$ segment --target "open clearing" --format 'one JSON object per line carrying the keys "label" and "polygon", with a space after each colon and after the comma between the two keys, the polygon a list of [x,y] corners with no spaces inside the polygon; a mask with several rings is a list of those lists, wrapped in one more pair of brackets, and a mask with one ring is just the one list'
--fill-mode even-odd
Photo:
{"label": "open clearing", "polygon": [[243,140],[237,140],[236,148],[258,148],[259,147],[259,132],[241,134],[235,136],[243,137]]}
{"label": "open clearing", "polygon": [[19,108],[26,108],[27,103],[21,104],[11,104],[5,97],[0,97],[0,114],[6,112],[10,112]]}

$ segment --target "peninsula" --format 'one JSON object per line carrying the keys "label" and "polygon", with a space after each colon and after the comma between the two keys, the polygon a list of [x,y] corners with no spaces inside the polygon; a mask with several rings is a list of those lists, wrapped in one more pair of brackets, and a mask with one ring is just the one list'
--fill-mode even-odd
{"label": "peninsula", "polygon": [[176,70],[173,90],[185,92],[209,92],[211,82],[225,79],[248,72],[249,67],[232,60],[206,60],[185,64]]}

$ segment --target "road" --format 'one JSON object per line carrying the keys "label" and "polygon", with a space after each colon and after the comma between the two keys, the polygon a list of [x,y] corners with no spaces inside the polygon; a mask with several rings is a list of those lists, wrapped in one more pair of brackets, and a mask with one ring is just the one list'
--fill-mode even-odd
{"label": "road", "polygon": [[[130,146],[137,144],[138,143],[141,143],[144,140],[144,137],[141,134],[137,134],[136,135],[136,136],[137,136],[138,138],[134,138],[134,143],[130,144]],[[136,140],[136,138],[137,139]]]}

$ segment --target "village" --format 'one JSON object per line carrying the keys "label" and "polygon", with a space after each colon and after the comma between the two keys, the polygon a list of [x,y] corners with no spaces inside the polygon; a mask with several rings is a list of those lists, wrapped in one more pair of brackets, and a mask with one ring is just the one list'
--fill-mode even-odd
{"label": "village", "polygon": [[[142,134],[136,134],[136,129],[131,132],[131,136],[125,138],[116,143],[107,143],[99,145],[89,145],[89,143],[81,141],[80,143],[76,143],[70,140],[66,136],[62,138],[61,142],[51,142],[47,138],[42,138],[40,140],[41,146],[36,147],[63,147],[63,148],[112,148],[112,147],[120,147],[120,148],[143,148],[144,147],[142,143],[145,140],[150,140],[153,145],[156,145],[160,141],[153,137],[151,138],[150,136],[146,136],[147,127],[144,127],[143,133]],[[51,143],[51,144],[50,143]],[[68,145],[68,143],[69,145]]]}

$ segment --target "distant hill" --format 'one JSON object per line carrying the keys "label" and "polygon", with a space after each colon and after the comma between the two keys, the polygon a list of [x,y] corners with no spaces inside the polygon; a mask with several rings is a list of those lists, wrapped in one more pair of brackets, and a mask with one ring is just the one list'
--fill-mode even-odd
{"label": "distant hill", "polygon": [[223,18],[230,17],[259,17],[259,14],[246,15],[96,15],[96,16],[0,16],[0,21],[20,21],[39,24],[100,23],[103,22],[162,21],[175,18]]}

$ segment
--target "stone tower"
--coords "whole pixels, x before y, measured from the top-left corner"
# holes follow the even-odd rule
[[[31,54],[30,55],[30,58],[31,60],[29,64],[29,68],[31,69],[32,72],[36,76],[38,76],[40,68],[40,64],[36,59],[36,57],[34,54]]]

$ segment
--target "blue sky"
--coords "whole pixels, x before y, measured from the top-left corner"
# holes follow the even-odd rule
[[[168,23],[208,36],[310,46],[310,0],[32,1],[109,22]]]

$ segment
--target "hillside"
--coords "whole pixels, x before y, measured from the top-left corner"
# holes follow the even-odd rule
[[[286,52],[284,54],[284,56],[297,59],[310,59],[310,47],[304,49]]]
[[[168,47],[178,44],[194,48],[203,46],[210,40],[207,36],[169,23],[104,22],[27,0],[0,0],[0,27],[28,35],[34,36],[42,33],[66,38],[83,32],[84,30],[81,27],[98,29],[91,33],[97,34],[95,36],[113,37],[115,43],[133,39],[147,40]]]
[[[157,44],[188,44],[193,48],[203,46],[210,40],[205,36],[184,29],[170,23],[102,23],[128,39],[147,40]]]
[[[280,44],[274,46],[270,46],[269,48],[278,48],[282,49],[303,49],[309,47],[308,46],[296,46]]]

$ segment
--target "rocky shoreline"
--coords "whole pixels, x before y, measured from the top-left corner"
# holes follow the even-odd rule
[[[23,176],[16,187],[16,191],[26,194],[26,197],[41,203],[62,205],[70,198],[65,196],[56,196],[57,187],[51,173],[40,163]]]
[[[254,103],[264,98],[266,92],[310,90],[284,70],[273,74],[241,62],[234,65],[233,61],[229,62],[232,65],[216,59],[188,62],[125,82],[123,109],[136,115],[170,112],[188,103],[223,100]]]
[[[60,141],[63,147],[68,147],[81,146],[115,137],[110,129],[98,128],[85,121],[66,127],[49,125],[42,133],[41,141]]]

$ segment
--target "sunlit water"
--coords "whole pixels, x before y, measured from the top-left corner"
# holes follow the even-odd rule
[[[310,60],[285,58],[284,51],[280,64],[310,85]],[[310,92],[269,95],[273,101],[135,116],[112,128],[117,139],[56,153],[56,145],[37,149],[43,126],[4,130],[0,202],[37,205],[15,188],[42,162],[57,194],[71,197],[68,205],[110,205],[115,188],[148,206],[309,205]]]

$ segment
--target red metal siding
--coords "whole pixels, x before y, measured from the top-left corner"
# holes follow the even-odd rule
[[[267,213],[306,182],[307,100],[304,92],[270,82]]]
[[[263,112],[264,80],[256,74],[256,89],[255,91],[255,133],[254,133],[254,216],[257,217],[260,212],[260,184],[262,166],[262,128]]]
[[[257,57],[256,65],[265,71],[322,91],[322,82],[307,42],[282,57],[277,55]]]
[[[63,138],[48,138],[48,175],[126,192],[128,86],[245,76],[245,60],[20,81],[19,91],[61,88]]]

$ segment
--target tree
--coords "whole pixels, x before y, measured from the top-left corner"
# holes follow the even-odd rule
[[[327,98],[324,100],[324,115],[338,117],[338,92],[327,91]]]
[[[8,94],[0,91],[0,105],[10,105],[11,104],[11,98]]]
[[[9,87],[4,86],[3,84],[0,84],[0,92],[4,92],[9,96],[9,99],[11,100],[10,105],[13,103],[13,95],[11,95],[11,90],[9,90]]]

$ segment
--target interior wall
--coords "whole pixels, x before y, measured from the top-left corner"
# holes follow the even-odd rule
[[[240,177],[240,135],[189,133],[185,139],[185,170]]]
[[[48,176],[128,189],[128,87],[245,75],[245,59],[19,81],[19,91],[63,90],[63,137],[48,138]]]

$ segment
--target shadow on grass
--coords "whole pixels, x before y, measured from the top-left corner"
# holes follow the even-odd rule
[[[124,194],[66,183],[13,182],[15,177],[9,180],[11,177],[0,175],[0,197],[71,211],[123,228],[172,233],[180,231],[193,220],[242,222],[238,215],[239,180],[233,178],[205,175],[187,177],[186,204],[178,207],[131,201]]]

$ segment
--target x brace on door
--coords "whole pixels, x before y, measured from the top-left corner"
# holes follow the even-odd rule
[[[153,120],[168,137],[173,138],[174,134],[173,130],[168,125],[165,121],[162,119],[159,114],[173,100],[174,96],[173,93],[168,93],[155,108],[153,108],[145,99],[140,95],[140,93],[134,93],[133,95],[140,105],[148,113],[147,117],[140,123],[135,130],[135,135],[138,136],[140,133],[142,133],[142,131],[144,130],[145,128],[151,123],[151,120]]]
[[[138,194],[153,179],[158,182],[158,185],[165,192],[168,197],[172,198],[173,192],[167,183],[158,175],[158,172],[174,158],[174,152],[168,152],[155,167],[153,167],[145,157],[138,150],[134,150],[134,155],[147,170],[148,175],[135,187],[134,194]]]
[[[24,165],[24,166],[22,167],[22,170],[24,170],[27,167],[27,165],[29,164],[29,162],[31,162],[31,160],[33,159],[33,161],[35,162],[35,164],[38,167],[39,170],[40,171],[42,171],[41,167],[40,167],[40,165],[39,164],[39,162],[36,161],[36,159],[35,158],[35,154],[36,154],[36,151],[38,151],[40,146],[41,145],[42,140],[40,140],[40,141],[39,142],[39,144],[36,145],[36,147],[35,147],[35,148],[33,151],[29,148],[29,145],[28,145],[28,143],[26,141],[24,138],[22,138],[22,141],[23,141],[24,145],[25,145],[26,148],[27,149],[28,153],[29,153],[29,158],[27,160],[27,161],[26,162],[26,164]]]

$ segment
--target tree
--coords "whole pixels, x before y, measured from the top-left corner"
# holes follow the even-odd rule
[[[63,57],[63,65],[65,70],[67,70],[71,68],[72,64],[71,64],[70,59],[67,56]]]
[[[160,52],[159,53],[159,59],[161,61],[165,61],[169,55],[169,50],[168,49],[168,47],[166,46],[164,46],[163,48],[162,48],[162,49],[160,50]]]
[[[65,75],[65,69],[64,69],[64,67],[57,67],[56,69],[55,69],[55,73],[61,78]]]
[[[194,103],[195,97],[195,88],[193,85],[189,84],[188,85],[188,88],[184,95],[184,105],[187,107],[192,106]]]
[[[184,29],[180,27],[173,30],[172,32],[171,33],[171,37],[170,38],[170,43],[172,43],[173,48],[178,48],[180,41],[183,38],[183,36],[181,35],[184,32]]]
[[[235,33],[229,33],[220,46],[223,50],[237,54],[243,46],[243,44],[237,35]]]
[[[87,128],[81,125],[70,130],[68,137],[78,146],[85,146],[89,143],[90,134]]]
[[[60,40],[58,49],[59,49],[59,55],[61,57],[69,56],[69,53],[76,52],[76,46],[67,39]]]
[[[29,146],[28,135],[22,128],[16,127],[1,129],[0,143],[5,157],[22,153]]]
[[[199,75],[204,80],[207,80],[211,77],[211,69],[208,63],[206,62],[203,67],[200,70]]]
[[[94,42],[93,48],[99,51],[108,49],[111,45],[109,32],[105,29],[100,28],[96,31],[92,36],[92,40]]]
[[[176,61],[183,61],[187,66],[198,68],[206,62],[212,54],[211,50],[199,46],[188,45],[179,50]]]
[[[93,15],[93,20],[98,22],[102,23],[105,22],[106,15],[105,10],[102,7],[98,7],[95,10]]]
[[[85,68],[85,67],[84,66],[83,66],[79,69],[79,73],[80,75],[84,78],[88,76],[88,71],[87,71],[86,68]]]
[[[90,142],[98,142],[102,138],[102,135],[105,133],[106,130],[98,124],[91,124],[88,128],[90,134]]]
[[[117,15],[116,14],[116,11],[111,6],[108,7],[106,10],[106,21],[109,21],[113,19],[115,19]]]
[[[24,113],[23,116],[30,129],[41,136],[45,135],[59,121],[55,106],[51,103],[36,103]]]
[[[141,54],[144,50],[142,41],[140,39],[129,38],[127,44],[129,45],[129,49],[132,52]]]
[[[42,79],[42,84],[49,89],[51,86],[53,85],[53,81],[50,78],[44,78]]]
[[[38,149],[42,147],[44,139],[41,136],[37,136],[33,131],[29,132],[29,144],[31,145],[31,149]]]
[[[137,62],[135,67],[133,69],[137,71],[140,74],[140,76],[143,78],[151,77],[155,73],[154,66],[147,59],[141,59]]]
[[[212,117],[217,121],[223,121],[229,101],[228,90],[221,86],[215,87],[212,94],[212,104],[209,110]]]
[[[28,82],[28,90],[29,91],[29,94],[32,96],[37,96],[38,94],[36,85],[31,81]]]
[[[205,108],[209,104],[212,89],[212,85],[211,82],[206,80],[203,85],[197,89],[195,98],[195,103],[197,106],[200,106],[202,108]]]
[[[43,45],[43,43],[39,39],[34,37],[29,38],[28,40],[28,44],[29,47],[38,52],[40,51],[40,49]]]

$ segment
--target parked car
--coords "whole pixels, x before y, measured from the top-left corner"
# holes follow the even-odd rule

___

Find each line in the data above that contains the word "comma", matching case exactly, and copy every such line in full.

$ segment --target "open clearing" --format 'one JSON object per line carrying the keys "label" and "polygon", with a space after each colon and after the comma between the two keys, the polygon a list of [x,y] corners with no spaces inside the polygon; a mask with several rings is a list of those lists, wrapped in one more pair of brackets, and a mask with one ring is just the one list'
$ segment --target "peninsula" --format 'one JSON object per line carrying the keys "label" and "polygon", with a space after each colon and after the comma between the two keys, the polygon a list of [x,y] corners with no spaces inside the polygon; a mask with several rings is a list of those lists, wrapped in one more pair of brackets, and a mask with one ring is just the one list'
$ segment --target "road" --format 'one JSON object per line carrying the keys "label" and "polygon", with a space after each colon and after the comma between the two keys, the polygon a list of [x,y] corners with no spaces inside the polygon; a mask with several rings is a list of those lists, wrapped in one more pair of brackets, and a mask with one ring is just the one list'
$ segment --target "village" --format 'one JSON object per line carrying the keys "label" and "polygon", with a space after each colon and after the comma between the two keys, the polygon a list of [x,y] corners with no spaces inside the polygon; a mask with several rings is a list of those lists, wrapped in one more pair of brackets, and a mask with one ring is just the one list'
$ segment --target "distant hill" --format 'one JSON object per line carrying the keys "label" and "polygon", with a space after each colon and after the comma between the two keys, the polygon a list of [x,y] corners with no spaces inside the polygon; a mask with several rings is a list of those lists, wrapped in one more pair of brackets, and a mask with one ring is just the one list'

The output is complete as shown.